[TASKS TO COMPLETE]:
1/ According to the supernova remnant text, how many Stage 3 supernova remnants does the standard model predict for the Milky Way?
2/ Give again the part of the supernova remnant text starting with "Keith Davies (not" and going on through "of years old.".

[TEXT EXCERPT]:
━━━━━━━━━━━━━━━━━━━━━━━━━━━━━━
Here is an image of the Cygnus Loop supernova remnant (SNR) from NASA’s Galaxy Evolution Explorer (GALEX). When a star explodes we call it a supernova. There are two issues that help support the Biblical timeframe regarding supernova remnants (the huge expanding cloud of matter). One has to do with the count and the other with the expansion rate.
Keith Davies (not to be confused with Paul Davies who is known for the anthropic principle) is working towards an M.S. in astrophysics has a special interest in SNR’s. His research defends the teaching of Genesis on Astronomy. Supernova remnants go through three stages. The first stage lasts about 300 years. Second stage SNR’s are a powerful radio source. The third stage lasts up to six million years by mainstream estimates. In our Milky Way galaxy the standard model predicts that we should find 5,000 Stage 3 SNR’s – we find none. This is consistent with a galaxy that is only thousands of years old.
━━━━━━━━━━━━━━━━━━━━━━━━━━━━━━
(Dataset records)
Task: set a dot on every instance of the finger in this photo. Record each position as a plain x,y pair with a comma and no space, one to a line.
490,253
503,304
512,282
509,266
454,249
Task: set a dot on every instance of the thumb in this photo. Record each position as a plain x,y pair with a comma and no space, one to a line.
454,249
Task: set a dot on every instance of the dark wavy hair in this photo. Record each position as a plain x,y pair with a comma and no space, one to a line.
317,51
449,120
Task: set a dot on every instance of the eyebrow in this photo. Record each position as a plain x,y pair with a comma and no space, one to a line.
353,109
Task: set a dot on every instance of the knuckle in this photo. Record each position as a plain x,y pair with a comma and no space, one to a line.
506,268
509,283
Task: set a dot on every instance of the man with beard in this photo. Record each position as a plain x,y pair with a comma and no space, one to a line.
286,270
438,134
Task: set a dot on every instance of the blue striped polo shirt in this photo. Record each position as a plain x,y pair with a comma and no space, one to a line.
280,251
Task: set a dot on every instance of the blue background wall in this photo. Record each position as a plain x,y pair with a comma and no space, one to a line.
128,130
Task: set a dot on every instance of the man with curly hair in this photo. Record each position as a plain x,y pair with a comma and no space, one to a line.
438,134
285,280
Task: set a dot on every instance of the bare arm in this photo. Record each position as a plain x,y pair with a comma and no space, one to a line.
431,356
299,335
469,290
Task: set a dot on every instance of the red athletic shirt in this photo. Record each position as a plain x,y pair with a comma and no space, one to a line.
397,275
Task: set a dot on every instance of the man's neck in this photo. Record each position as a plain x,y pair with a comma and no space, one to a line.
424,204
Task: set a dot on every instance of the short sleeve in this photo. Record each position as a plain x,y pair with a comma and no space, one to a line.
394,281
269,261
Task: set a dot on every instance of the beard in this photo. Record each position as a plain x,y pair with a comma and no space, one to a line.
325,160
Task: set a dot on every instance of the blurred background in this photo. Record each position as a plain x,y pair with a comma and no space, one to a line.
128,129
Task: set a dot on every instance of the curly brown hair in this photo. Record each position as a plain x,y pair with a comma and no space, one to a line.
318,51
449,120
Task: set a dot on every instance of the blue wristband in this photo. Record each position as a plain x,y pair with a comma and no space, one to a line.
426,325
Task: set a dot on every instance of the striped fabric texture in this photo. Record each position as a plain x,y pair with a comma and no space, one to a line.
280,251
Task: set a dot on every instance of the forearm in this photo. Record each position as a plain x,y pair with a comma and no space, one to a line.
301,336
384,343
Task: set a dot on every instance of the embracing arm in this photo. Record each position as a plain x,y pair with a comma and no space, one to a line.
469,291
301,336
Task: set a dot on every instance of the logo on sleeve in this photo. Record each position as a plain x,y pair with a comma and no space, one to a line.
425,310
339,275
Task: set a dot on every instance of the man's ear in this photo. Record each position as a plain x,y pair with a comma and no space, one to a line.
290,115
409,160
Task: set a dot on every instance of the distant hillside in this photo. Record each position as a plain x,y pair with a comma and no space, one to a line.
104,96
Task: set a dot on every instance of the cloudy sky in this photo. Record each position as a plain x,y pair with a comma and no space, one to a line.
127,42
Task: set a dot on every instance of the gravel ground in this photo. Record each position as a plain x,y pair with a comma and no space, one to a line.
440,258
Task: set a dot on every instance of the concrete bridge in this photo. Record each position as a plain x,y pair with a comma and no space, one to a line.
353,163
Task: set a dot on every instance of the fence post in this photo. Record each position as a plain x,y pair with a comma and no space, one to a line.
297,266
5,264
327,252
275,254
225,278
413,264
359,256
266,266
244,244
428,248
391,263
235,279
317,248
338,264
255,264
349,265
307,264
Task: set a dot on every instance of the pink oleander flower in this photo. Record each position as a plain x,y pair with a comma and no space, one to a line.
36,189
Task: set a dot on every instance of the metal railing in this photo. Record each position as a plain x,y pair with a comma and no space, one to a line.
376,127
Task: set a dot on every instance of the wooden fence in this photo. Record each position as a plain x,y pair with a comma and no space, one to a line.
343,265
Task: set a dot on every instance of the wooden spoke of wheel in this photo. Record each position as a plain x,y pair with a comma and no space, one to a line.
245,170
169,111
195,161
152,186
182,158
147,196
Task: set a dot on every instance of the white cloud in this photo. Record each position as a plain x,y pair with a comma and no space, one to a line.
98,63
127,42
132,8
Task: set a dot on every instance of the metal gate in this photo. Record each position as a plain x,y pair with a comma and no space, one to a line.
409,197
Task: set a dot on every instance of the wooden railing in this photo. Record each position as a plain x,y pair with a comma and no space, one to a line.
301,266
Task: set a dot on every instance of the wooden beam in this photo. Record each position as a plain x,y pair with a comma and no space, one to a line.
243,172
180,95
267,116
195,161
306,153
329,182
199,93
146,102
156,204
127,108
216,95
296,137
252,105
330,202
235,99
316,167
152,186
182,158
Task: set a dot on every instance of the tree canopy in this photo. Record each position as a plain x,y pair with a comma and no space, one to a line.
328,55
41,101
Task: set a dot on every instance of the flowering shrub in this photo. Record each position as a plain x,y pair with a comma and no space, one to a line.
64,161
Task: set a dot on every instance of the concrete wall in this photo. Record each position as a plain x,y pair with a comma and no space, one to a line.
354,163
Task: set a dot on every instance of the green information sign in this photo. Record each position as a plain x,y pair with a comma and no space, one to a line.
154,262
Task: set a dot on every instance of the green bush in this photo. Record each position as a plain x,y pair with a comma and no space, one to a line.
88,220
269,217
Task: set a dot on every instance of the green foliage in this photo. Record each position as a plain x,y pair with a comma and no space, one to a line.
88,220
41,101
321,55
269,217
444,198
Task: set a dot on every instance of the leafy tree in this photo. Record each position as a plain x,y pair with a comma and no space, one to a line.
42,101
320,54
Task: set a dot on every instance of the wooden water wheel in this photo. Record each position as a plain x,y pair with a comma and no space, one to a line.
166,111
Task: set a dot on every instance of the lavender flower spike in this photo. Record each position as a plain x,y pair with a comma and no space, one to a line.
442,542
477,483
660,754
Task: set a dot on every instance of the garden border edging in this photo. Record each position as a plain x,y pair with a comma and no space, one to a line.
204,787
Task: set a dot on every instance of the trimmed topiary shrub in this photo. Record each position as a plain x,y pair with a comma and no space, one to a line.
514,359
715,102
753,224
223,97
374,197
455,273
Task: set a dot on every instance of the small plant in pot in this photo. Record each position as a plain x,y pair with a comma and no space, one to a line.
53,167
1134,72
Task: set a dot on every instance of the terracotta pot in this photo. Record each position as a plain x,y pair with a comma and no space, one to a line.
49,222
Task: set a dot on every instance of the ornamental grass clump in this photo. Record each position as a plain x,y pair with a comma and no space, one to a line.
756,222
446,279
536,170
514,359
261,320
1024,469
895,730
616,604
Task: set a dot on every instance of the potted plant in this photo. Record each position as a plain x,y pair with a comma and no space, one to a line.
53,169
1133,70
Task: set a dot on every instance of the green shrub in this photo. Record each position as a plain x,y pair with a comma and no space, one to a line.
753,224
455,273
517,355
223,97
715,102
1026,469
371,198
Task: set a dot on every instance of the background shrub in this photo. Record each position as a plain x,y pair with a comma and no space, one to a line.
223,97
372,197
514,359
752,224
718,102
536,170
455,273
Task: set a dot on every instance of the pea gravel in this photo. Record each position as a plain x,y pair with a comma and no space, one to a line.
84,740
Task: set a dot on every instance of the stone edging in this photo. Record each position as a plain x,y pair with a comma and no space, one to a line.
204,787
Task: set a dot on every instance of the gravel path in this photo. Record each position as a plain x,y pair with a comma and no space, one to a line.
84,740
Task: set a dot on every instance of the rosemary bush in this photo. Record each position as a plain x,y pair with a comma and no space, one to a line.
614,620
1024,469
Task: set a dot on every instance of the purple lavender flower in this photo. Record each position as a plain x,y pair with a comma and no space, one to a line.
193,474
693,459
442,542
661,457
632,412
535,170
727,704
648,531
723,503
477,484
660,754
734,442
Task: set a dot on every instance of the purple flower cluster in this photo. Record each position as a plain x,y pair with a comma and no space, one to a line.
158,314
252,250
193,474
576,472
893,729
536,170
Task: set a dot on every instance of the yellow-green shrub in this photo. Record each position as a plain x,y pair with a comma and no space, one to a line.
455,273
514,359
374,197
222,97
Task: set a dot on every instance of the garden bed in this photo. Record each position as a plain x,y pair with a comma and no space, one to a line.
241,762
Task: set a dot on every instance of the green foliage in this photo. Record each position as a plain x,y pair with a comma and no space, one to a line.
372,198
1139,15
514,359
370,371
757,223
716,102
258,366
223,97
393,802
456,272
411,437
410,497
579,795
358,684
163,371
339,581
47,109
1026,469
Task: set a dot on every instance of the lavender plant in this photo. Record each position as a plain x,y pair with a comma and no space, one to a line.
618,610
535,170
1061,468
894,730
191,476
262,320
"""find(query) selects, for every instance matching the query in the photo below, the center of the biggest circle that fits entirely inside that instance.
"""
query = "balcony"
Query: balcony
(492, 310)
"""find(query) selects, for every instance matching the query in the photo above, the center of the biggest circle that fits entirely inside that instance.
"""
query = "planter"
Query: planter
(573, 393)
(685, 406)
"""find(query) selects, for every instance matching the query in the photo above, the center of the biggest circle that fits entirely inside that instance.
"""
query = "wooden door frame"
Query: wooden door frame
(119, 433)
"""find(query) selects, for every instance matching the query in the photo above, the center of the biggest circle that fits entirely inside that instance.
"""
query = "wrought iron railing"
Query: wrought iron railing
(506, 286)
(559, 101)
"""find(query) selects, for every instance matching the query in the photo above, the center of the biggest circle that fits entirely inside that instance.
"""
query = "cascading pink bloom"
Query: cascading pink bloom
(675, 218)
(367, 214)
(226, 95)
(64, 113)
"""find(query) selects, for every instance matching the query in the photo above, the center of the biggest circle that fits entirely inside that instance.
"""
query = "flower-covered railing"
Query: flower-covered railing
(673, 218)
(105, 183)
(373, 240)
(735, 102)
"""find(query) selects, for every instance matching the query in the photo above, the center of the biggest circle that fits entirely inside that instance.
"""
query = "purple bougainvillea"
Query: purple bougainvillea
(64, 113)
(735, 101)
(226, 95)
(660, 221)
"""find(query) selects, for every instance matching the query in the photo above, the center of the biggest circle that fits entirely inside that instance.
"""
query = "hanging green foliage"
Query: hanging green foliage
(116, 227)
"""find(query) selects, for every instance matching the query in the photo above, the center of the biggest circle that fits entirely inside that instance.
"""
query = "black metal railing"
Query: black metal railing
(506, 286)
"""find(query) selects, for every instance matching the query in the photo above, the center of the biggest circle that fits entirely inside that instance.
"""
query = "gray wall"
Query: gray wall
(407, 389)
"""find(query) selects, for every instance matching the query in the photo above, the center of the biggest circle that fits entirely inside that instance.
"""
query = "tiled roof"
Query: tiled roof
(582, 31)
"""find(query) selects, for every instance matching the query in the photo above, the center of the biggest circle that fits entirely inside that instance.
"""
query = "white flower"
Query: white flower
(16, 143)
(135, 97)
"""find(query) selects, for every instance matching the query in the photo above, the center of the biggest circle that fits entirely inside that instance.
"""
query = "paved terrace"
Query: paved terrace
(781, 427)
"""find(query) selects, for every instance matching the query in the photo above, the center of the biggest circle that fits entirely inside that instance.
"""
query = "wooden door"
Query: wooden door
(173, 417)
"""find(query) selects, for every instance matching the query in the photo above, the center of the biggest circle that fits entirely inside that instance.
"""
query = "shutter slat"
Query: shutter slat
━━━━━━━━━━━━━━━━━━━━━━━━━━━━━━
[YOUR RESPONSES]:
1/ 5,000

2/
Keith Davies (not to be confused with Paul Davies who is known for the anthropic principle) is working towards an M.S. in astrophysics has a special interest in SNR’s. His research defends the teaching of Genesis on Astronomy. Supernova remnants go through three stages. The first stage lasts about 300 years. Second stage SNR’s are a powerful radio source. The third stage lasts up to six million years by mainstream estimates. In our Milky Way galaxy the standard model predicts that we should find 5,000 Stage 3 SNR’s – we find none. This is consistent with a galaxy that is only thousands of years old.